L to R- Bank Swallow, Tree Swallow, Barn Swallow
The bug life increases with heat and moisture.  This Great Swallowtail below found our citrus trees at El Presidio, laid the eggs and is now in the final stages of butterfly life. A bit like Charlotte's web. 

Giant Swallowtail
There is a birding loop I make if we go to the Whitewater Draw.  We drive through Benson and Tombstone and count birds along the way.  Once we arrive at the Whitewater Draw near McNeal, we spend a good portion of our time birding.  At around lunch time, we head over to Bisbee for break and then head over to the San Pedro House near the San Pedro river for an afternoon of birding there. Then it's visiting our relatives in Sierra Vista and back home in Tucson. 

And Arizona sunsets are always amazing.  If you haven't birded Arizona, you're missing out.  Over the next several weeks, my journeys will take me to Globe, Colorado and a return back to California.  And the adventure continues.....

For more fascinating finds, check out Wild Bird Wednesday!

Monday, September 22, 2014

Come Rain; Come Shine

Apples=Fall!  These apples had a shower thanks to Mother Nature.
This past week was one for the records in Arizona.  Hurricane Odile came and poured lots of wonderful rain around Arizona.  Southeastern Arizona was hit the hardest with some areas receiving over 4 inches!  Rivers and washes overflowed near cities like Sierra Vista and Patagonia essentially shutting down most of our access routes into their wildlife areas.  Thankfully Tucson was spared the nasty stuff.  However, we did have rain almost every day in different parts of the Old Pueblo last week.  The moisture has since stayed around our area and it really has been nice.

We've been on the road since the beginning of September and this past weekend was one for relaxing and enjoying the bird feeders up at my friends' cabin on Mt. Lemmon.  It's close to Tucson and completely in its own world.   They have birds like Red-breasted Nuthatches, Steller's Jays, Yellow-eyed Juncos, Mountain Chickadees and other colorful characters coming to their feeders.  So I loaded up their feeders with a book in hand, breathed in the pine scented air, got in my pj's, watched the rain come down and had my camera ready. And all in that order:)

(SHORT PROBLEM A) Output the part of the birding post starting at "For more fascinating" and ending at "has been nice.", copying it word for word.
The birding post and the rows that come next are separate, unrelated material.

(Stored entries)
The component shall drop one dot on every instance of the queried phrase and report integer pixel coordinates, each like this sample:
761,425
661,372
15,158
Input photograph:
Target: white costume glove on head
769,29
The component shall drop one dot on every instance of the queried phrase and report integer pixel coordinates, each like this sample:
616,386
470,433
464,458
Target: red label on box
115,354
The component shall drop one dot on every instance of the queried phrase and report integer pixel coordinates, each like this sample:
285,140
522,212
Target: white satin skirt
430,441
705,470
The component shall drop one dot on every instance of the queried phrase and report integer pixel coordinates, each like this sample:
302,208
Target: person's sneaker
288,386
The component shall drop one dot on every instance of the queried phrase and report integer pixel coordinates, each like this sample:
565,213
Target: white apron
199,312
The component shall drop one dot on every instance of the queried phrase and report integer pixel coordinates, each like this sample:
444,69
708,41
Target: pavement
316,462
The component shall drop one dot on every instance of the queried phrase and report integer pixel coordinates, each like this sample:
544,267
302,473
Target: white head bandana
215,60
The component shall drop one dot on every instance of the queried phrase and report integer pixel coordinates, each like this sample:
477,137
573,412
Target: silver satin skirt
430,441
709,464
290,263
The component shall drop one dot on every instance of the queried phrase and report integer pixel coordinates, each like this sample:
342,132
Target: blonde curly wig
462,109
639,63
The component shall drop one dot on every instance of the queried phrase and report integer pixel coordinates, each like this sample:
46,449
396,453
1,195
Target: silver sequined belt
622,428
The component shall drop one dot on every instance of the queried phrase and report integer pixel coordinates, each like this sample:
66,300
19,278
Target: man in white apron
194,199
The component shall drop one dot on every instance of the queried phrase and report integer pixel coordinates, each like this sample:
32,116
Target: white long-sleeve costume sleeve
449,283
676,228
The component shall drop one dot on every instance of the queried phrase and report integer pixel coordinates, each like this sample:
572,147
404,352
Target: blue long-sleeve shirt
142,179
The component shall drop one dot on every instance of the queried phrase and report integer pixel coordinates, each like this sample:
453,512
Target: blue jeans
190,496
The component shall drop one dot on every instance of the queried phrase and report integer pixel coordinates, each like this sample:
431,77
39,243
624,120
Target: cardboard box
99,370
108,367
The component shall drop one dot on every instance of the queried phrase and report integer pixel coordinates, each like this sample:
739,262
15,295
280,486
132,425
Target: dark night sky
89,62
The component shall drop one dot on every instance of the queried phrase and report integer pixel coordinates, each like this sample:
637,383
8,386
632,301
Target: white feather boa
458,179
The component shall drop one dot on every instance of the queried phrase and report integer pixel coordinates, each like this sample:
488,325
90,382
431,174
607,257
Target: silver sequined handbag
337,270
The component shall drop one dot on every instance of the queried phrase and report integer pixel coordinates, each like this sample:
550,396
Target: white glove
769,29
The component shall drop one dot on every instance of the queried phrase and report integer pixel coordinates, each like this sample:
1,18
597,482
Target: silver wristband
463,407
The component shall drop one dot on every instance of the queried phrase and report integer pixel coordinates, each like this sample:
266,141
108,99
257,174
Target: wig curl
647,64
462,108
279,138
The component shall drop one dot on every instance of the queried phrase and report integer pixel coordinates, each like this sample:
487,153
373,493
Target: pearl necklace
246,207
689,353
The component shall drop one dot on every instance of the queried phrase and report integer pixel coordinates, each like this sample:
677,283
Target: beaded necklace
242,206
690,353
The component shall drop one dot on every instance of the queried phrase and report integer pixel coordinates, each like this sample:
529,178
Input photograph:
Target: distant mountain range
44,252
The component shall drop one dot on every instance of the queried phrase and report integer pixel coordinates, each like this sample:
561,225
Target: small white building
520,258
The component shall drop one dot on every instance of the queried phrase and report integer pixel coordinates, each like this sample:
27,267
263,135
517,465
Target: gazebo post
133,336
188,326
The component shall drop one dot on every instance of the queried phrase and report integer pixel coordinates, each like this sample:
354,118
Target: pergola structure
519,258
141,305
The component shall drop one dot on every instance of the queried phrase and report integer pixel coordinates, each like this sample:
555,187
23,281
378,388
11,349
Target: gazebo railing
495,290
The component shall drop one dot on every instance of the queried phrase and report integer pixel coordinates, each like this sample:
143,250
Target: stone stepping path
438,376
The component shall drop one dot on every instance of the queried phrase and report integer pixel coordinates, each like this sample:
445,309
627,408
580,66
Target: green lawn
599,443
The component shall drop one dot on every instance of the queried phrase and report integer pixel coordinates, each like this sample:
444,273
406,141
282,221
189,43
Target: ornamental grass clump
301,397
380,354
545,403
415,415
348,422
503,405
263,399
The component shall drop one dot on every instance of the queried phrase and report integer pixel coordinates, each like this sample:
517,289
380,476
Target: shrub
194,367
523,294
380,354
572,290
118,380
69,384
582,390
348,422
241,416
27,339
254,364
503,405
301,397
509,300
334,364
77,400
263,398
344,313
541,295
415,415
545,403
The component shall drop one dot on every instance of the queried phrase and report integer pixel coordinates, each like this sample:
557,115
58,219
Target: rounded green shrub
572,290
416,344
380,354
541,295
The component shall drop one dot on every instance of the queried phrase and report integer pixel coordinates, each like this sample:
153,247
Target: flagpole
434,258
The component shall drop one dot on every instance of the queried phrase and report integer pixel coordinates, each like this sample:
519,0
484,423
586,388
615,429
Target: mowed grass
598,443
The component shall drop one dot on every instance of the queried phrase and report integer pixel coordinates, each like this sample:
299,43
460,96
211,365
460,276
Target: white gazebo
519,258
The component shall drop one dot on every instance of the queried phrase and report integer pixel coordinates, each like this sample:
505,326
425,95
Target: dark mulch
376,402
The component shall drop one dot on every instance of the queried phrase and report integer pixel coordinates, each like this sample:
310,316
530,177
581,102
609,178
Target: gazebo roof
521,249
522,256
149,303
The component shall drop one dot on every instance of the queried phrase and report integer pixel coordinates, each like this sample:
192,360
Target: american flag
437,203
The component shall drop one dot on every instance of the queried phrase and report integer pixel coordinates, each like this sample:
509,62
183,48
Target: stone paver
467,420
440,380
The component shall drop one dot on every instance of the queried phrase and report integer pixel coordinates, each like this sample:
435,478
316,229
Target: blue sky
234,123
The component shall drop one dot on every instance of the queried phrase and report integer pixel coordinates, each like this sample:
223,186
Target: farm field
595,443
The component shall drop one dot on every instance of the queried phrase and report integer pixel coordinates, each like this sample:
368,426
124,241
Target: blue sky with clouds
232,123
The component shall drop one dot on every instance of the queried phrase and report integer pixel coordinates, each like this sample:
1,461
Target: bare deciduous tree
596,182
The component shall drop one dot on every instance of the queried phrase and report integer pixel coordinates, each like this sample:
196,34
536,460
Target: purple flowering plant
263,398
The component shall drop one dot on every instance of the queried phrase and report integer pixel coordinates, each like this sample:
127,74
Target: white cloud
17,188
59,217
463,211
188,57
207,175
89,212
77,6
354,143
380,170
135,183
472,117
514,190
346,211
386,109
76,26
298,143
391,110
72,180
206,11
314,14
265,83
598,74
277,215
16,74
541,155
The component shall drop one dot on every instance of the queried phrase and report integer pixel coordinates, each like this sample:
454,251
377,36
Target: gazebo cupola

(SHORT PROBLEM B) Extract every line of the rows above that contains the string "gazebo", matching uppercase and lowercase letters exactly.

(WORKED SOLUTION A)
For more fascinating finds, check out Wild Bird Wednesday!

Monday, September 22, 2014

Come Rain; Come Shine

Apples=Fall!  These apples had a shower thanks to Mother Nature.
This past week was one for the records in Arizona.  Hurricane Odile came and poured lots of wonderful rain around Arizona.  Southeastern Arizona was hit the hardest with some areas receiving over 4 inches!  Rivers and washes overflowed near cities like Sierra Vista and Patagonia essentially shutting down most of our access routes into their wildlife areas.  Thankfully Tucson was spared the nasty stuff.  However, we did have rain almost every day in different parts of the Old Pueblo last week.  The moisture has since stayed around our area and it really has been nice.

(WORKED SOLUTION B)
Target: gazebo post
Target: gazebo railing
Target: white gazebo
Target: gazebo roof
Target: gazebo cupola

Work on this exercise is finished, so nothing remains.